What is expected: Using the listing below, print exactly everything from the line with "of the central" down to the line with "of the column", both included, and nothing more.

Supplied records:
#####

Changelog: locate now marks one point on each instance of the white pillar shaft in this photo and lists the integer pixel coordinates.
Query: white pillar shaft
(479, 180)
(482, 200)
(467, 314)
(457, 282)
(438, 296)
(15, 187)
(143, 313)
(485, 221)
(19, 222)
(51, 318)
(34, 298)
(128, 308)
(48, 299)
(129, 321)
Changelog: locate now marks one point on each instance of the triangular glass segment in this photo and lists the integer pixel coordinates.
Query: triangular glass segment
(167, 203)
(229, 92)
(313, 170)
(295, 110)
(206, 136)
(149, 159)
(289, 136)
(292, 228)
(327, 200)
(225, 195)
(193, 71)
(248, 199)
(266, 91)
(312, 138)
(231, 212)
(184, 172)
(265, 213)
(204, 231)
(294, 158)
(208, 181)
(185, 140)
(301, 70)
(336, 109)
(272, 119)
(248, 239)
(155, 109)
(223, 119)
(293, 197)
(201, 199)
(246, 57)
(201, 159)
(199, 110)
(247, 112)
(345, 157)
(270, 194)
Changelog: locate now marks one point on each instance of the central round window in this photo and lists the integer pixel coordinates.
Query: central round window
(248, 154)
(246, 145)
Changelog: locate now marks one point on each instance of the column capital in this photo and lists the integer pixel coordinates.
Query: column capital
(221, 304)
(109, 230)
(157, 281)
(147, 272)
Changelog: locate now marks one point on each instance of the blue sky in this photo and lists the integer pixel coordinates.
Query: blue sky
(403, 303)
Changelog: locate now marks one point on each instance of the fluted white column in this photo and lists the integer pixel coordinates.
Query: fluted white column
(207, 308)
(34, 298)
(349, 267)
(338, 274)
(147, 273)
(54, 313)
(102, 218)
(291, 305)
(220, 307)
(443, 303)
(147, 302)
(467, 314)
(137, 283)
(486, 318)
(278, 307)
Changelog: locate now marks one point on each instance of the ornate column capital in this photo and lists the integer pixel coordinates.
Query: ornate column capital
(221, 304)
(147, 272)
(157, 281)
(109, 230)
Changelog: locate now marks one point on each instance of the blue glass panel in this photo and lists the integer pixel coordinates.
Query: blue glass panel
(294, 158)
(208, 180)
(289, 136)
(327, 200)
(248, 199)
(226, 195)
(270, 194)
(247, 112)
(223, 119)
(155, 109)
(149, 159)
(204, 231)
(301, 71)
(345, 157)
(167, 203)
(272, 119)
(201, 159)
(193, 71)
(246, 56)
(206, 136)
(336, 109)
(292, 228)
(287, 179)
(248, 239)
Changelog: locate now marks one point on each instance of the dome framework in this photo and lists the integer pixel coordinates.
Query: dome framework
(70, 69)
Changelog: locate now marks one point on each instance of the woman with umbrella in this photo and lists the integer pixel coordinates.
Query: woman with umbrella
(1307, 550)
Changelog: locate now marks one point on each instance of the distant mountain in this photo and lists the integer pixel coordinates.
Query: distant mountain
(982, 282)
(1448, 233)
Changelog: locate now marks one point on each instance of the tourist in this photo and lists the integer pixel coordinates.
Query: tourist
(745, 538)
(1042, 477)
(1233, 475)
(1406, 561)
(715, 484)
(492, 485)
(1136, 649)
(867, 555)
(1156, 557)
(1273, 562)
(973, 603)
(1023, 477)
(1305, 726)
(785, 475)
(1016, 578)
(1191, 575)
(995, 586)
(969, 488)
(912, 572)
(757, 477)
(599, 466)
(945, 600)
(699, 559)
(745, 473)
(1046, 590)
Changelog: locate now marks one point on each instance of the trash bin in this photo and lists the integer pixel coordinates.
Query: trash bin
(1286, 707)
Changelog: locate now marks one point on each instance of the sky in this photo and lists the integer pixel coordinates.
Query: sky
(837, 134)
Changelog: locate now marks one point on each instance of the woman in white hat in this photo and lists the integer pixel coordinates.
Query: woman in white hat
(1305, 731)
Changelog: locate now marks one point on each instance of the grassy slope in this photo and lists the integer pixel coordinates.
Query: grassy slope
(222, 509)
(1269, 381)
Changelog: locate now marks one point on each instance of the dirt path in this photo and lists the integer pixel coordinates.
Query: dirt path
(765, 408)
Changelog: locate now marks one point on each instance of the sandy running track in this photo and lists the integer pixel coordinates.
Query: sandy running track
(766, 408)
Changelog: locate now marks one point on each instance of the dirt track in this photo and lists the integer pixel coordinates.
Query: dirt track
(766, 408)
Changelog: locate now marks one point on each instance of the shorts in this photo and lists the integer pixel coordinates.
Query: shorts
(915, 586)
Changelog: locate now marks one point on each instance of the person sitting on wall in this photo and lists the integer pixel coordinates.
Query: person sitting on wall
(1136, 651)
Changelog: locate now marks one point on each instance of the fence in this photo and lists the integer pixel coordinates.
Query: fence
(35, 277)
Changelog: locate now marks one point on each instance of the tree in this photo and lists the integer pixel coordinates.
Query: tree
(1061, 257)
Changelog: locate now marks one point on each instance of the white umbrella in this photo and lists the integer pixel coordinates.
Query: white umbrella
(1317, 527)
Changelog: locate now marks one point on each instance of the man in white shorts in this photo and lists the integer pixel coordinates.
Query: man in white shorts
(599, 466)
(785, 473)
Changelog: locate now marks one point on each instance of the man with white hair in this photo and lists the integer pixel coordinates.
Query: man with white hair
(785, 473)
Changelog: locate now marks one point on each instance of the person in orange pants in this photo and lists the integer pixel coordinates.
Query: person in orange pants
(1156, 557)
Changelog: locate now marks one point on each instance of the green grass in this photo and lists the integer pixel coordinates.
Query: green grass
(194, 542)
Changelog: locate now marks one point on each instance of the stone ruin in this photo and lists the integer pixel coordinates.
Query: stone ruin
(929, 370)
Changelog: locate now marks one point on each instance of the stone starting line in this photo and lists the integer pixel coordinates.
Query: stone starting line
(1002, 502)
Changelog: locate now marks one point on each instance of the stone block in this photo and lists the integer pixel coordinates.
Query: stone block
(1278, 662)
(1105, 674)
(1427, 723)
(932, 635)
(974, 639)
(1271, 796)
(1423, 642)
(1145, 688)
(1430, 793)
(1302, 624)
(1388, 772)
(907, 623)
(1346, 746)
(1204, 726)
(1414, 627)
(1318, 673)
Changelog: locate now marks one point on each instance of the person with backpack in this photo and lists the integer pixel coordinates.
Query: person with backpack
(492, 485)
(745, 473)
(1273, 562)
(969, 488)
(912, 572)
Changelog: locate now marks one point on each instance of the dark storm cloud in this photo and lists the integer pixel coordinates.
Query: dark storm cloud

#####

Solved exercise:
Changelog: locate now marks one point on each instance of the central round window in this photo and lists the integer pixel coordinates.
Query: central round window
(248, 154)
(246, 145)
Changelog: locate now marks one point on each instance of the column capital in this photo and lists the integer pixel coordinates.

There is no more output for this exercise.